Exercise instructions
(1) According to the latch assembly text, what shape is the cross-section of the face plate 362?
(2) Resume the latch assembly text, continuing after its final sentence.

Excerpted text
Additionally, as illustrated in FIG. 3B, the support pad 356 can include a pair of pad apertures 358, and the adjuster attachers 354, e.g., screws, can extend through the pad apertures 358 and the adjuster slots 352, and into the adjuster apertures. With this design, the support pad 356 can be effectively secured to the attacher body 340 and the locking assembly 236 can be adjustably secured to the attachment assembly 234. Further, as it may be desired to adjustably secure the locking assembly 236 to the attachment assembly 234 anywhere along the length of the adjuster slots 352, the support pad 356 can easily be rotated 180 degrees relative to the attacher body 340 so that it can be used regardless of the specific positioning of the locking assembly 236 relative to the attachment assembly 234.

With the specific design as described in detail herein, no holes need to be drilled in the cabinet face 24, the drawer 16 or the door 30C, and no adhesives need to be used for purposes of installation or use of the latch assembly 12. Further, the attachment assembly 234 installs on a drawer 16 or door 30C of the cabinet 10 quickly and easily. Moreover, as noted, the attachment assembly 234 utilizes the soft support pad 356 to protect the cabinet face 24 finish from scratches or dents. Additionally, with this design, the latch assembly 12 can be quickly and easily mounted on and/or removed from a cabinet drawer 16 or door 30C to enable easy use in multiple households as desired.

FIG. 3C is a side view of the latch assembly 12 illustrated in FIG. 3A. More particularly, FIG. 3C illustrates the relative orientation and positioning of the attachment assembly 234 and the locking assembly 236 when the latch assembly 12 is in the locked position. Moreover, FIG. 3C illustrates the pivoting member 348 in the first position, with the pivoting member 348 positioned substantially perpendicular to the transverse member 346.

FIG. 3D is a cross-sectional side view of a portion of the latch assembly 12 illustrated in FIG. 3A. In particular, FIG. 3D is a cross-sectional view of a portion of the locking assembly 236, with the pivoting member 348 in the first position, i.e. the latch assembly 12 is in the locked position. As provided above, when the pivoting member 348 is in the first position, a portion of the pivoting member 348 engages a portion of the transverse member 346, and the pivoting member 348 is inhibited from pivoting relative to the transverse member 346.

In this embodiment, the transverse member 346 of the locking assembly 236 includes a recessed area 360 positioned near the second end 346S. The recessed area 360 is adapted to selectively receive and retain a portion of the pivoting member 348 of the locking assembly 236. Alternatively, the pivoting member 348 can include a recessed area that is adapted to selectively receive and retain a portion of the transverse member 346.

Additionally, as illustrated in this embodiment, the pivoting member 348 includes a face plate 362, a back plate 364, one or more plate attachers 366 (illustrated in FIG. 3B), an activator mechanism 368, and one or more resilient members 370.

As shown in FIG. 3D, the face plate 362 can have a somewhat J-shaped cross-section. Additionally, the back plate 364 is a substantially flat plate that is secured to the face plate 362 with the one or more plate attachers 366. The face plate 362 and the back plate 364 cooperate to define a member cavity 372, with the activator mechanism 368 and the one or more resilient members 370 being positioned substantially within the member cavity 372. Further, the face plate 362 and the back plate 364 cooperate to guide the movement of the activator mechanism 368 within the member cavity 372.

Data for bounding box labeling
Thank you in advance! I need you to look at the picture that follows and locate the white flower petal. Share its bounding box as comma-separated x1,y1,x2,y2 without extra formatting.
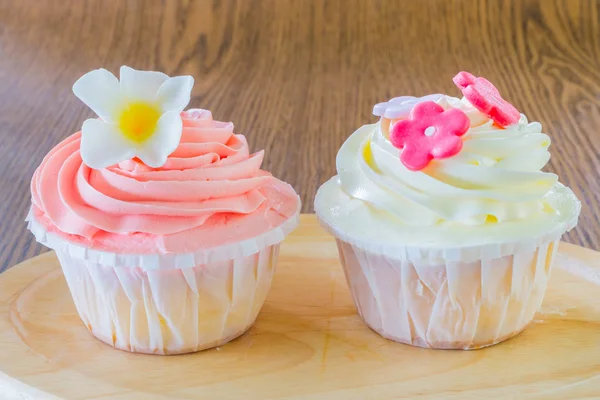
81,119,135,169
157,75,194,112
73,69,121,122
120,65,169,102
136,111,183,168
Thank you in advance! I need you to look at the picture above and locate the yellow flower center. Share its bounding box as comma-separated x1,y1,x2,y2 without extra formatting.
119,102,160,143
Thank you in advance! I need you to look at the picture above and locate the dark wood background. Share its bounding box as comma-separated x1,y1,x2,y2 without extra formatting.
0,0,600,271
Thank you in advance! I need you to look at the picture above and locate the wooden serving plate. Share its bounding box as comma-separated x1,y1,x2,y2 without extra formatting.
0,215,600,400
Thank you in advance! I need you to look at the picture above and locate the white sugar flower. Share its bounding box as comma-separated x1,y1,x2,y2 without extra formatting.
73,66,194,169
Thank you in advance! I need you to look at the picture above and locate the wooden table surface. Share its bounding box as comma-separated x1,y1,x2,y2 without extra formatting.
0,0,600,271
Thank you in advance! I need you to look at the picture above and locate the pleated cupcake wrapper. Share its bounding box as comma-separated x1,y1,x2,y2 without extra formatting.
337,239,558,350
317,209,579,263
25,202,300,270
56,244,279,355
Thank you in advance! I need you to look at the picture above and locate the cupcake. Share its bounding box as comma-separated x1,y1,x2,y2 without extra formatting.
315,72,581,349
27,66,300,354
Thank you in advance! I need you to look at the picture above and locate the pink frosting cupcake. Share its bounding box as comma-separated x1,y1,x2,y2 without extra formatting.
28,67,300,354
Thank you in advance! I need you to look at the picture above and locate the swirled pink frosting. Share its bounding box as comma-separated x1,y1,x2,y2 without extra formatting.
31,110,299,253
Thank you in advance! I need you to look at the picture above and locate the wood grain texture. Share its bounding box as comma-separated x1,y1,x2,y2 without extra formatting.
0,0,600,270
0,215,600,400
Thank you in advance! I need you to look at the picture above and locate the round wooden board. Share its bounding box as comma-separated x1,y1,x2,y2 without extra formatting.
0,215,600,400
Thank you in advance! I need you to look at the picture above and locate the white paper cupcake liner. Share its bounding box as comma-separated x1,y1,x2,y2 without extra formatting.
56,244,279,355
317,206,579,263
25,202,300,270
337,238,558,350
27,206,299,354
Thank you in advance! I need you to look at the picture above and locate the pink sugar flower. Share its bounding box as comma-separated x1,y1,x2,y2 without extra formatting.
390,101,470,171
452,71,521,127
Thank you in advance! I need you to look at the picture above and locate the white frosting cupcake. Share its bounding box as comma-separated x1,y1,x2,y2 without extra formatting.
315,73,581,349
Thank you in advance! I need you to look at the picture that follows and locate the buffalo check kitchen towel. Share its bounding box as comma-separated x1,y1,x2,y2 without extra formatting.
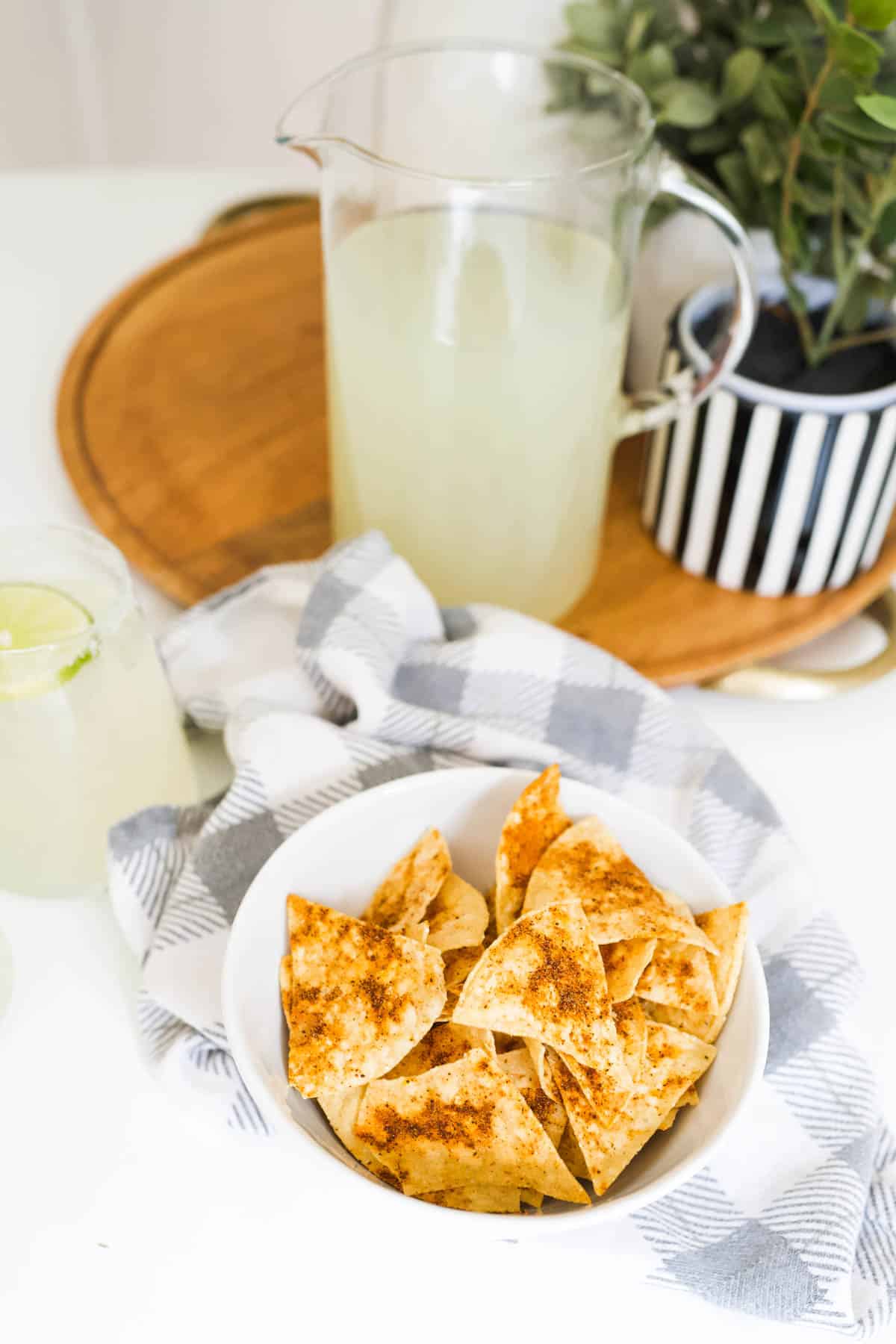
109,534,896,1339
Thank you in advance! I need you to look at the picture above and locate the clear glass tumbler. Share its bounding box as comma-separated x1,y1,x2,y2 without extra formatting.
0,527,196,892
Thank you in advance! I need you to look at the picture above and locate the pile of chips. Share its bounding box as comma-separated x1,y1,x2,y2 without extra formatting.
281,766,747,1213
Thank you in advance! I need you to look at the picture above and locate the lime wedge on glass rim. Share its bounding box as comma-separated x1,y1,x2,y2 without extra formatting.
0,583,97,700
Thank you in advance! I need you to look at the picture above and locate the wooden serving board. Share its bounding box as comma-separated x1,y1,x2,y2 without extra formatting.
57,202,896,685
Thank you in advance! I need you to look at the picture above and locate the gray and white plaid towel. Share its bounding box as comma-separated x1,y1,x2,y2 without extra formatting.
111,534,896,1337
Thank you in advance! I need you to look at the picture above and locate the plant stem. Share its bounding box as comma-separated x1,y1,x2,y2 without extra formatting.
826,326,896,355
830,153,846,282
778,51,834,364
810,164,896,368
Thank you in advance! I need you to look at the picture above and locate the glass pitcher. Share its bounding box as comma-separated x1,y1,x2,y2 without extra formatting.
278,40,755,620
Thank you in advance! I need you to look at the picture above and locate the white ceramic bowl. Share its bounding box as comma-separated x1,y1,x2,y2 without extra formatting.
223,768,768,1238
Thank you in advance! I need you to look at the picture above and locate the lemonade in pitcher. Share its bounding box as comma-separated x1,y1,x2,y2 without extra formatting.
326,210,627,618
0,527,196,892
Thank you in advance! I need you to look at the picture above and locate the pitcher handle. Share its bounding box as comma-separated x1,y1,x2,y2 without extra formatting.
619,155,759,438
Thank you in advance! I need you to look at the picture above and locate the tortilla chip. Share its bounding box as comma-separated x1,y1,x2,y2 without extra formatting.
417,1186,520,1213
482,887,498,948
361,828,451,933
558,1124,591,1180
287,895,445,1097
279,951,293,1027
452,902,632,1090
612,998,647,1082
697,900,750,1040
497,1048,567,1148
647,902,748,1043
521,1036,560,1101
438,946,485,1021
523,817,716,951
494,765,570,934
385,1021,494,1078
600,938,657,1004
659,1087,700,1129
317,1087,400,1188
548,1021,716,1195
355,1050,588,1204
638,939,719,1040
426,872,489,951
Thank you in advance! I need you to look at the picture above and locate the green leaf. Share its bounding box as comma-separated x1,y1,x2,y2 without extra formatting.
721,47,765,108
626,10,656,55
842,172,871,228
849,0,896,32
821,111,896,145
626,42,676,93
837,276,874,336
807,0,839,28
738,4,818,47
791,178,834,215
874,200,896,247
688,124,736,155
752,66,791,125
830,23,884,79
740,121,782,187
856,93,896,131
818,70,861,111
564,4,620,50
716,151,753,214
653,79,719,131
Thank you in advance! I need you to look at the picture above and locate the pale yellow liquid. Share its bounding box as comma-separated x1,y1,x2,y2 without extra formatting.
326,210,627,618
0,588,196,894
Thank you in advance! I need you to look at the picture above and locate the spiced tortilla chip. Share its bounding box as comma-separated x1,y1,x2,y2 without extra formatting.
494,765,570,933
518,1036,560,1101
385,1021,494,1078
439,945,485,1021
638,939,719,1040
558,1122,591,1180
697,900,750,1040
612,998,647,1082
659,1087,700,1130
361,828,451,933
317,1087,398,1186
550,1021,716,1195
355,1050,588,1204
452,902,632,1090
600,938,657,1004
287,895,445,1097
497,1048,567,1148
523,817,716,951
279,953,293,1027
638,902,748,1043
417,1186,520,1213
426,872,489,951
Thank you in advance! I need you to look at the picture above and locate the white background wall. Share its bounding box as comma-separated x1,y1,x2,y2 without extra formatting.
0,0,563,169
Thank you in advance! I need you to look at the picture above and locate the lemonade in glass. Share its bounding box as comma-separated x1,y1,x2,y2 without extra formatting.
0,527,196,892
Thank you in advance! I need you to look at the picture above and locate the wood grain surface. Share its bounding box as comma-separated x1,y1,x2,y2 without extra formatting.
57,203,896,685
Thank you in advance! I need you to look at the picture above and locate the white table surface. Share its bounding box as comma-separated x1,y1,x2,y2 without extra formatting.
0,173,896,1344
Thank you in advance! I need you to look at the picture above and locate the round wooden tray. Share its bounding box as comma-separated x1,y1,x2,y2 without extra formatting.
57,203,896,685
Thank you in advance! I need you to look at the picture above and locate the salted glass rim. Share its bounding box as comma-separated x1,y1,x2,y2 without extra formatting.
274,37,656,190
0,523,134,665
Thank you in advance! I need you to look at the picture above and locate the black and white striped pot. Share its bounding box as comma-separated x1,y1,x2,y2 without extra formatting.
641,281,896,597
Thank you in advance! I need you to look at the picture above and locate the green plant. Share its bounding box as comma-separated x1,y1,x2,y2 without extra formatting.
555,0,896,364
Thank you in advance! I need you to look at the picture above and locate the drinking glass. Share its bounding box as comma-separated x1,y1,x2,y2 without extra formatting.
0,527,196,892
278,39,755,620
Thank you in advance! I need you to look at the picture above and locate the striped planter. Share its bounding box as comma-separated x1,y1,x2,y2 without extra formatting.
641,281,896,597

Solved tasks
(1) Somewhat J-shaped.

(2)
Additionally, the face plate 362 further includes a plate aperture 374, with a portion of the activator mechanism 368 being adapted to extend through the plate aperture 374.

As illustrated in this embodiment, the activator mechanism 368 includes a mechanism body 376, an end tab 378 and a front tab 380. As illustrated, the mechanism body 376 is somewhat C-shaped and is positioned within the member cavity 372. Alternatively, the mechanism body 376 can have a different design.

The end tab 378 extends away from an end of the mechanism body 376, and is selectively positioned within the recessed area 360 that is positioned near the second end 346S of the transverse member 346. More particularly, as shown in FIG. 3D, when the pivoting member 348 is in the first position, i.e. when the latch assembly 12 is in the locked position, the end tab 378 is positioned substantially within the recessed area 360.

Further, the front tab 380 cantilevers away from the rest of the mechanism body 376. Moreover, as shown in FIG. 3D, at least a portion of the front tab 380 is adapted to extend through the plate aperture 374. The plate aperture 374 is sized so as to allow for limited translational movement of the front tab 380, and thus the activator mechanism 368, relative to the face plate 362. In particular, the activator mechanism 368, via the manual translational movement of the front tab 380, is selectively movable between an engaged position and a disengaged position. When in the engaged position, the end tab 378 is positioned substantially within the recessed area 360, as shown in FIG. 3D, the latch assembly 12 is in the locked position, and the pivoting member 348 is inhibited from pivoting relative to the transverse member 346. When in the disengaged position, the end tab 378 has been removed from the recessed area 360 and the pivoting member 348 can be pivoted, e.g., by approximately ninety degrees, relative to the transverse member 346, as shown in FIG. 3D, so that the latch assembly 12 is in the unlocked position.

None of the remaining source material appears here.